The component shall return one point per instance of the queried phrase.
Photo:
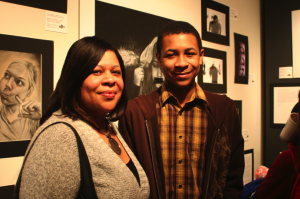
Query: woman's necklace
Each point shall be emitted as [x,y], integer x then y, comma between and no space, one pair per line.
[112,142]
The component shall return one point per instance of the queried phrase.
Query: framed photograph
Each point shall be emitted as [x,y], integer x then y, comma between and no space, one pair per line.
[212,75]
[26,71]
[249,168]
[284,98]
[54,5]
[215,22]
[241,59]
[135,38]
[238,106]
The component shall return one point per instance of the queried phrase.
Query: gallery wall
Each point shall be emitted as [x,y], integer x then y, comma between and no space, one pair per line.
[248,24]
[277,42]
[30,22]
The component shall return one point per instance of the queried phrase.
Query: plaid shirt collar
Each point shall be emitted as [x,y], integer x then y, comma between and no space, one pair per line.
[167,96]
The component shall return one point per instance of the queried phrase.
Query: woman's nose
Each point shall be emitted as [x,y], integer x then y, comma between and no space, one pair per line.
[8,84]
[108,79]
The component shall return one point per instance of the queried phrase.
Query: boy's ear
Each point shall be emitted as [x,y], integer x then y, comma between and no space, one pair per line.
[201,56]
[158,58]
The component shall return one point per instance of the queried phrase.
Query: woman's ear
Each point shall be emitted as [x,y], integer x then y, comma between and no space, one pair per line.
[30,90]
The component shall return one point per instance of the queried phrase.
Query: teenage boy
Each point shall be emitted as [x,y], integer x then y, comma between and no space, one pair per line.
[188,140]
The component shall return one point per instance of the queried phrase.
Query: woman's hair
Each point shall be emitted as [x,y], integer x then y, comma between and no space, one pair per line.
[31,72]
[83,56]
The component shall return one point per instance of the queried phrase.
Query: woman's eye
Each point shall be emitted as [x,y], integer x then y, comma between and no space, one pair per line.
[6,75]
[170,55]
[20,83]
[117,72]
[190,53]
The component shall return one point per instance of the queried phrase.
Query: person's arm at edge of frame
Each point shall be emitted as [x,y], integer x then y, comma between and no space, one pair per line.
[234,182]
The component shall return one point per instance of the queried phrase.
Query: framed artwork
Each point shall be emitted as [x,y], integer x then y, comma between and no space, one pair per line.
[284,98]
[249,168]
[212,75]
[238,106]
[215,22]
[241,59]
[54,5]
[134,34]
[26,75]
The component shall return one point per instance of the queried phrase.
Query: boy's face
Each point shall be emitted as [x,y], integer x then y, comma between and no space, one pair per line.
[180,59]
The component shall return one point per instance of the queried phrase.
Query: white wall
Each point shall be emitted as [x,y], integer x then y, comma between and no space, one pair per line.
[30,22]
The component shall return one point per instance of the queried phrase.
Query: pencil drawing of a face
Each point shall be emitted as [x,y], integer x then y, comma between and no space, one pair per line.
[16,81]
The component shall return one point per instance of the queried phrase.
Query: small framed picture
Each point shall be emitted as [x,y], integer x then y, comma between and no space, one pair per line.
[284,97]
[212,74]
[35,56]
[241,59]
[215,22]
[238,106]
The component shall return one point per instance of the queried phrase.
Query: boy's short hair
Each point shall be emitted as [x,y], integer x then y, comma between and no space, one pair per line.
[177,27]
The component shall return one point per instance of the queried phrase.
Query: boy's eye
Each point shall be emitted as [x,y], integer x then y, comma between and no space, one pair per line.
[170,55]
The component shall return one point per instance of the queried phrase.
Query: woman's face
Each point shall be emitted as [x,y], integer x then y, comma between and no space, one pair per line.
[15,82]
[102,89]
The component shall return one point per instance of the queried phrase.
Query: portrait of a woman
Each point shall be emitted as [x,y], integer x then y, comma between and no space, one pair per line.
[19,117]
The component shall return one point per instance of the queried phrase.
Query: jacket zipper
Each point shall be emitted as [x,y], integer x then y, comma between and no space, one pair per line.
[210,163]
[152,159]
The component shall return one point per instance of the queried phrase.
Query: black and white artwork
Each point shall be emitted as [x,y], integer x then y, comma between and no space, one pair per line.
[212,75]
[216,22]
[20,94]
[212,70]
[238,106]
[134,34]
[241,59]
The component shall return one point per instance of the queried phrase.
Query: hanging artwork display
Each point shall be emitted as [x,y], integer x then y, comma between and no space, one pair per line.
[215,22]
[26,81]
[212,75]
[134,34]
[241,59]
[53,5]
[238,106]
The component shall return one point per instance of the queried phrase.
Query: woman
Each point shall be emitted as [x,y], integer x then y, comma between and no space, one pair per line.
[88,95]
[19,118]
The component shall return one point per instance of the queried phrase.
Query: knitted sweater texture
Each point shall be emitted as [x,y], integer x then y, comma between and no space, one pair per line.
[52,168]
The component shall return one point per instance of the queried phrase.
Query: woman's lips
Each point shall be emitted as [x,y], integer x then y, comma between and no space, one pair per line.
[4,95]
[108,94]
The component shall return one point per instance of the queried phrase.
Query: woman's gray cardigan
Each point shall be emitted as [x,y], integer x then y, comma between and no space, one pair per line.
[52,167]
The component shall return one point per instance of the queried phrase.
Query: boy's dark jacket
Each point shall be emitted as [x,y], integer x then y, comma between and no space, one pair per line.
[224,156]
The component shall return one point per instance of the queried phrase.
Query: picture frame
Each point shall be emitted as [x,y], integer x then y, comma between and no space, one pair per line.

Exercise brief: Your task is to return the entries above exactly, with no pictures.

Result:
The component shall return one point per instance of the queried phrase.
Photo:
Query: woman's necklace
Each point shall be emitted as [x,y], integer x then y, comma between and no space, one pair per line.
[112,142]
The component shall return one point per instance of the queried phrase.
Query: framed photograph
Each point shall be emitted as [x,y], integer x then y, comma between and no space, one pair per line.
[212,75]
[26,71]
[249,168]
[284,98]
[54,5]
[215,22]
[241,59]
[135,38]
[238,106]
The component shall return one point per instance of the queried phrase.
Query: gallery wall
Each point shall be emitted as [x,y], integer x then y, comma between and no space, one pair per line.
[248,24]
[277,42]
[30,22]
The component shall return one point per instance of the queried phrase.
Query: plaid shirt collar
Each point shall be emitted as [x,y], integer x then y, comma between and no space, one pair per line.
[167,96]
The component shall return one point per instance of the queried phrase.
Query: woman's nose
Each point shall be emitted as [x,y], integer x then y, comma between and no space, one pair per line.
[8,84]
[108,79]
The component shall return one point per instance of the queried phrase.
Query: boy's ear
Each point shall be emitted as [x,y], integer x then y, comma between and no space, one pair per line.
[201,56]
[158,58]
The component shall return one point per instance of the queried phrase.
Query: woman's ear
Each point shall be emitted as [x,y], integer x then y, comma between and no space, one pair per line.
[30,90]
The component shall return one point per instance of the queried phrase.
Query: teenage boy
Each point shall be emitted as [x,y], integer x then y, comma between and no space, one pair per line.
[188,140]
The component shall return one point per instance of the queried phrase.
Query: woman's hair
Each point shall be emitted as [x,y], integer x then y, comma between and no space, one pair per line.
[31,72]
[83,56]
The component shall return one point per instance of the queried phrase.
Query: woman's eye
Each point shall be emitted as [x,y], integer x then y, comma between and no space, one pair per line.
[6,75]
[170,55]
[20,83]
[117,72]
[190,53]
The component shall return one point per instance of the queried phrase.
Query: person's arm at edge of frame
Each point shall be emitted as [x,y], integer x then y, comma between and no space, one pair per line.
[234,182]
The component shall return one point per instance of the queried phrase.
Query: framed artwork
Each point shall be emitted as [x,y], integer x then y, comma between and no space, one pair per line.
[284,98]
[249,168]
[212,75]
[238,106]
[215,22]
[241,59]
[54,5]
[134,34]
[26,75]
The component shall return one point per instance of the queried phrase.
Query: boy's face
Each point shall be emitted as [x,y], integer x then y, comma between and no space, one pair per line.
[180,59]
The component shall return one point per instance of the queried phrase.
Query: white wall
Each point shall be emitted as [x,y], integer x then y, comma between and no space, one pair per line.
[30,22]
The component shall return one point per instance of the queried phrase.
Query: pencil drawing of a face
Each point shall be emitted as [x,y], integer x then y, comma between and no space, one pair per line.
[16,81]
The component shall return one point per instance of the queried phrase.
Query: small framed picture
Each point shall be emitted as [x,y], integer x then y, comma between and no space, one pair per line.
[284,97]
[212,74]
[35,56]
[241,59]
[215,22]
[238,106]
The component shall return one point per instance of the queried phrase.
Query: boy's short hair
Each point shall be emitted as [x,y], integer x then y, comma between and no space, one pair per line.
[177,27]
The component shall return one point per instance of the queried phrase.
Query: boy's eye
Each point shall be emitted as [x,y], integer x then y, comma between and no space, one pair per line.
[170,55]
The component shall return one point per instance of the queried phrase.
Query: woman's face
Each point shall be emitted as [x,y], integer x then y, comma between and no space, one pair per line.
[15,82]
[102,89]
The component shall return one point per instance of the queried phrase.
Query: portrait of a woman
Each point shall be emitted as [x,y], integer x then y, comma between and no space, one pair per line.
[19,117]
The component shall return one point per instance of the queried phrase.
Query: jacket zipper
Each point shall be emitted as [x,y], integer x then y, comma between and no space, one pair per line.
[210,163]
[152,159]
The component shall return one point per instance of the queried phrase.
Query: black and white artwork
Each point shall be emitted as [x,y], integer x then y, comma between and no space, one pair per line.
[212,75]
[216,22]
[20,94]
[212,70]
[238,106]
[134,34]
[241,59]
The component shall return one point per instance of the queried phrase.
Query: hanging artwork display
Each point shall be emitted as [x,y], integer x then y, comma between and no space, one pair per line.
[215,22]
[26,81]
[212,75]
[134,34]
[241,59]
[53,5]
[238,106]
The component shall return one point per instance of the queried phrase.
Query: woman
Each point shall be emitted as [x,y], integer x then y, comma between and no space, one pair per line.
[88,95]
[19,118]
The component shall return one point per instance of the queried phrase.
Query: knitted sweater texture
Each point shall be emitted as [x,y], integer x then y, comma between and no space, one pair per line.
[52,168]
The component shall return one point per instance of the queried phrase.
Query: woman's lips
Each point shall be emitted as [x,y], integer x then y, comma between and no space, one pair per line.
[4,95]
[108,94]
The component shall return one point per instance of the queried phrase.
Query: woman's gray cardigan
Each point shall be emitted as [x,y], integer x then y, comma between and no space, one pair per line.
[52,167]
The component shall return one point per instance of the queried phrase.
Query: boy's dark jacket
Each point shall be emitted as [x,y], integer x then y, comma between and no space, one pair per line.
[224,156]
The component shall return one point per instance of the queried phrase.
Query: picture frame
Each point shall be emitted as [x,y], integer x then y, comma between and no space, one pair per line.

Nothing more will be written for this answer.